Texto citado
============

30.12.06

Mientras tanto

Me hablan de acontecimientos pretéritos o futuros, de cosas que sucedieron o que van a suceder, de vacaciones pasadas y cumpleaños por venir, y viene a mí la percepción de estar ante gente sin la presencia de ánimo necesaria para vivir el ‘durante’.
Y una de las pocas cosas que me interesa es el 'durante'.

El monumento

En las plazas, en los parques, en los espacios verdes de esta inconcebible ciudad, es posible ver todo tipo de monumentos. Por lo general hay algún hombre, algún caballo, algún escudo. Puede haber también, porqué no, alguna espada. Puede haber también, algún hombre de pelo enrulado, y alguna mujer de pelo recogido, desnudos sin motivo aparente, esperando algo que es para mí ajeno, desconocido.
Los monumentos están allí para dejar constancia de algo que sucedió, algo que salió bien o algo que salió mal, algo que merece ser recordado, algo significativo.
Me gustaría ir alguna vez a una plaza, a un parque, a un espacio verde, donde haya un monumento triangular, tal vez sobre una columna de estilo dórico. Una porción de pizza tamaño natural, en diagonal, ni acostada ni de pie, puede ser muzzarella, puede ser napolitana con ajo, puede ser fugazzetta, con su correspondiente y chorreante queso de bronce. La placa alusiva podría decir algo así: ‘monumento a todas las porciones de pizza, la que usted más recuerde, la que usted prefiera’.
Cuando exista dicho monumento podrán verme una mañana de domingo, sentado por ahí, cerquita.

============

Registros extraídos
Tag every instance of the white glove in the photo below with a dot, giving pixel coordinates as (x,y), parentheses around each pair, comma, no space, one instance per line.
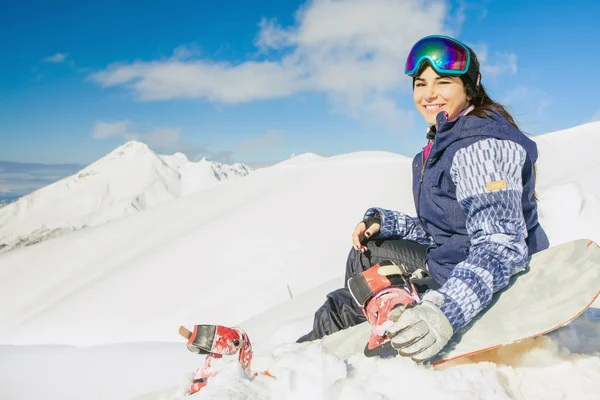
(422,331)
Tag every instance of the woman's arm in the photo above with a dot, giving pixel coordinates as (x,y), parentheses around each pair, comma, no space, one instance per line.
(489,186)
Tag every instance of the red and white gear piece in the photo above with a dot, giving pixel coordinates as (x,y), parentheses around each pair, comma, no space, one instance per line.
(216,341)
(378,291)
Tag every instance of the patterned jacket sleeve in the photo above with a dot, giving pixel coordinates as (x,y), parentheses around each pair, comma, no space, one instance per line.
(395,223)
(489,187)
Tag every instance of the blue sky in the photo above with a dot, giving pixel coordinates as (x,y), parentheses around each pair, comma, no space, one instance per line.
(257,81)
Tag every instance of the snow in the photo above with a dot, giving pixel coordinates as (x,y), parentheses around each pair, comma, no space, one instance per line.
(129,179)
(94,314)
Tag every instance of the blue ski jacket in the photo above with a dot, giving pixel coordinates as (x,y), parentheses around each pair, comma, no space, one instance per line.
(475,211)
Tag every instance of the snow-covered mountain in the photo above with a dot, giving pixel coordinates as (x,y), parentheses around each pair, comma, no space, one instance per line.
(235,254)
(129,179)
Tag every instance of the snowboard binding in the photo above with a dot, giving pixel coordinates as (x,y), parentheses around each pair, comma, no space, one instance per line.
(377,291)
(215,341)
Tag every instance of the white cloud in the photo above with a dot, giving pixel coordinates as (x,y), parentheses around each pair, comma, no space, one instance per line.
(57,58)
(496,64)
(351,51)
(163,138)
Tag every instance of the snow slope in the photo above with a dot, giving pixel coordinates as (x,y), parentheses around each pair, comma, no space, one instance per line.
(232,255)
(129,179)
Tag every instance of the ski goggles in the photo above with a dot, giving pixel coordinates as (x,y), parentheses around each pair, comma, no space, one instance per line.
(446,56)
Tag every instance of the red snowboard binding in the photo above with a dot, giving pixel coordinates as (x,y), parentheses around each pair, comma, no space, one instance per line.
(377,291)
(216,341)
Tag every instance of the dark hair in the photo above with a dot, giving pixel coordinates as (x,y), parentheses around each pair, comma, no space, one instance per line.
(484,106)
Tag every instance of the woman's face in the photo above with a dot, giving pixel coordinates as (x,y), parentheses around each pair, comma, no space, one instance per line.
(433,94)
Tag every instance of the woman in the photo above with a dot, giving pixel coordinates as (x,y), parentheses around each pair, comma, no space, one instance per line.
(474,192)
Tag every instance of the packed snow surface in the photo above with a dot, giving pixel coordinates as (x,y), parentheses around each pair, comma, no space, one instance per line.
(129,179)
(235,253)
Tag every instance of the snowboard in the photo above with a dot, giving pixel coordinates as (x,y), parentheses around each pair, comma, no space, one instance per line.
(557,286)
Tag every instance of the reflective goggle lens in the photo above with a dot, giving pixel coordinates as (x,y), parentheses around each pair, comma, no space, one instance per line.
(444,54)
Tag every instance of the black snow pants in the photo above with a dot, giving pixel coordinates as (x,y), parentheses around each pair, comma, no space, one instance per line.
(340,311)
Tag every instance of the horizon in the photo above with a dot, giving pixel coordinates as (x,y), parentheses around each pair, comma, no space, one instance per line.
(255,83)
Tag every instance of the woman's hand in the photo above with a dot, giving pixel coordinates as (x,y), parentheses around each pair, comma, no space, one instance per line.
(361,233)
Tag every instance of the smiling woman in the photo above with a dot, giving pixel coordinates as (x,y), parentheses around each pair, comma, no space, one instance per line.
(476,225)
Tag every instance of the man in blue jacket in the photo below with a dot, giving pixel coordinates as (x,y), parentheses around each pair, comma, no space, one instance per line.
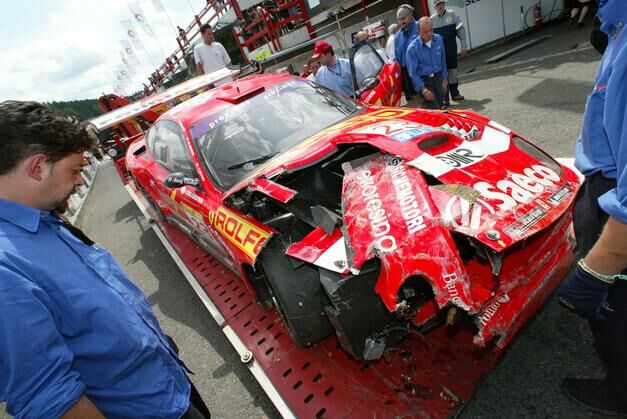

============

Instrucción
¿Puedes devolver, copiado al pie de la letra, el fragmento del texto citado que comienza en las palabras "En las plazas, en" y termina después de "mí ajeno, desconocido."? Las líneas no tienen relación con el texto citado.

Respuesta
En las plazas, en los parques, en los espacios verdes de esta inconcebible ciudad, es posible ver todo tipo de monumentos. Por lo general hay algún hombre, algún caballo, algún escudo. Puede haber también, porqué no, alguna espada. Puede haber también, algún hombre de pelo enrulado, y alguna mujer de pelo recogido, desnudos sin motivo aparente, esperando algo que es para mí ajeno, desconocido.